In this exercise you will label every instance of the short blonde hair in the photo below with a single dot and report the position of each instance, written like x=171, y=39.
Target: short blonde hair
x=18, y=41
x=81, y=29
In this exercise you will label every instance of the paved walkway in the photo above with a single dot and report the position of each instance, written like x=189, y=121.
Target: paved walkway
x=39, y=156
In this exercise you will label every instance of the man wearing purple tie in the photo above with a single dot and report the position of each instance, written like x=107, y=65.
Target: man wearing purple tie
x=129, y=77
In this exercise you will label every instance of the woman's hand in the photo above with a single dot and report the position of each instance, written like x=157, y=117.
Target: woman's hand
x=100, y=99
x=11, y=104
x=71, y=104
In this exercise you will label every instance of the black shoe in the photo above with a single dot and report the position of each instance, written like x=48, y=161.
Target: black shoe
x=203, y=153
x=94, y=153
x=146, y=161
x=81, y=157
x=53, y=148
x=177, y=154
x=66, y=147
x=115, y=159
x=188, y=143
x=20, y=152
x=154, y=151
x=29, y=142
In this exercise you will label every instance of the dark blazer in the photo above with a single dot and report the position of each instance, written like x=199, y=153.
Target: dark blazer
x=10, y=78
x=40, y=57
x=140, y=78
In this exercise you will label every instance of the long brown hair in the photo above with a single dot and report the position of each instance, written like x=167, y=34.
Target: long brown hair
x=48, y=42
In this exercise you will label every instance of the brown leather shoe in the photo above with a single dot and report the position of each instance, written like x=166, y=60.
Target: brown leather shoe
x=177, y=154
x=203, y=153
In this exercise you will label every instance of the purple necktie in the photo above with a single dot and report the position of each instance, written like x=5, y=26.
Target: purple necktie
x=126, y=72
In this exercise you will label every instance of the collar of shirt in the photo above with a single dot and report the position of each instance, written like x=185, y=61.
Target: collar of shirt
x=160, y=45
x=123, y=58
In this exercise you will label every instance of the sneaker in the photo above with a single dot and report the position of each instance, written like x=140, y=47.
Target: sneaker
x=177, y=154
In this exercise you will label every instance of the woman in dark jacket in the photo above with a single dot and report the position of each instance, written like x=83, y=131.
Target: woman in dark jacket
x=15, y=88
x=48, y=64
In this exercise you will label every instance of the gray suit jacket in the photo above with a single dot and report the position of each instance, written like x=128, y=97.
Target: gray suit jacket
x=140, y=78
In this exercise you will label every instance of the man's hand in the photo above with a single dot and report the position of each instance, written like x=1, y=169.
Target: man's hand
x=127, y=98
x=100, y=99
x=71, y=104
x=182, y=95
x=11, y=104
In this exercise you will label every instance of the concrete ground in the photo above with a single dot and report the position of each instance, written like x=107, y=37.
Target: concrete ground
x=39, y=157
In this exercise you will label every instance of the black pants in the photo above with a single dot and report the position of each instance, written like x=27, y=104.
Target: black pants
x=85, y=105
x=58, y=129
----------
# PROBLEM DESCRIPTION:
Print all of the material above exactly as given.

# EXPECTED OUTPUT:
In this exercise you will label every instance of the short blonde hair in the photo below with a single dot and report the position of each instance, written like x=171, y=39.
Target: short blonde hair
x=18, y=41
x=81, y=29
In this exercise you will label every instance of the paved walkway in the photo above with a single dot and report the position of each instance, written like x=189, y=121.
Target: paved walkway
x=39, y=156
In this exercise you will label every instance of the man wearing purple tie in the photo above with a single dot and report the position of each instance, written like x=107, y=65.
Target: man wearing purple tie
x=129, y=77
In this exercise you will label every instance of the woman's hand in the photo above with a single dot and report the position of each instance, written like x=157, y=117.
Target: woman's hand
x=100, y=99
x=11, y=104
x=71, y=104
In this exercise you will label every instance of the black shoe in the photo above with a single dot and report the position of each instance, written like x=48, y=161.
Target: black shoe
x=203, y=153
x=94, y=153
x=146, y=161
x=81, y=157
x=53, y=148
x=177, y=154
x=66, y=147
x=115, y=159
x=188, y=143
x=20, y=152
x=154, y=151
x=29, y=142
In this exercise you will label every instance of the dark blazer in the photo above with a single dot and report the position of each instance, written like x=199, y=153.
Target: dark blazer
x=10, y=78
x=40, y=57
x=140, y=78
In this exercise you will label every instance of the long brown hair in the photo above with a single dot and report the position of each instance, written like x=167, y=34.
Target: long brown hair
x=48, y=42
In this exercise you will label every instance of the brown leather shoe in the photo above with a single dot and report the position of each instance, written like x=166, y=60.
Target: brown leather shoe
x=177, y=154
x=203, y=153
In this exercise you will label every instance of the purple necktie in the photo above with a single dot and report the position of each instance, written like x=5, y=26.
Target: purple necktie
x=126, y=72
In this exercise you will label every instance of the collar of shirt in the photo above with a single dot and report the position of each instance, written like x=185, y=61.
Target: collar of shirt
x=160, y=45
x=123, y=58
In this exercise you will label every instance of the sneaker in the photo above with a single dot and report the position of each instance, written like x=140, y=47.
Target: sneaker
x=177, y=154
In this exercise you will label every instance of the woman in dark jacket in the photo above with a single dot and report the position of each instance, written like x=83, y=131.
Target: woman in dark jacket
x=15, y=88
x=48, y=64
In this exercise you will label every instance of the gray suit jacket in the photo above with a single dot and report the position of each instance, written like x=128, y=97.
Target: gray suit jacket
x=140, y=78
In this exercise you will label every instance of the man's hand in the photo above with a single dot and report the position of each instance, written like x=1, y=169.
Target: man's hand
x=127, y=98
x=100, y=99
x=71, y=104
x=182, y=95
x=11, y=104
In this exercise you will label every instance of the concrete ground in the photo above with a single dot and report the position of each instance, written like x=107, y=37.
Target: concrete ground
x=39, y=157
In this exercise you will label every instance of the black pants in the photo above with a single dot and report the position of each instance, written like x=27, y=104.
Target: black pants
x=85, y=105
x=58, y=129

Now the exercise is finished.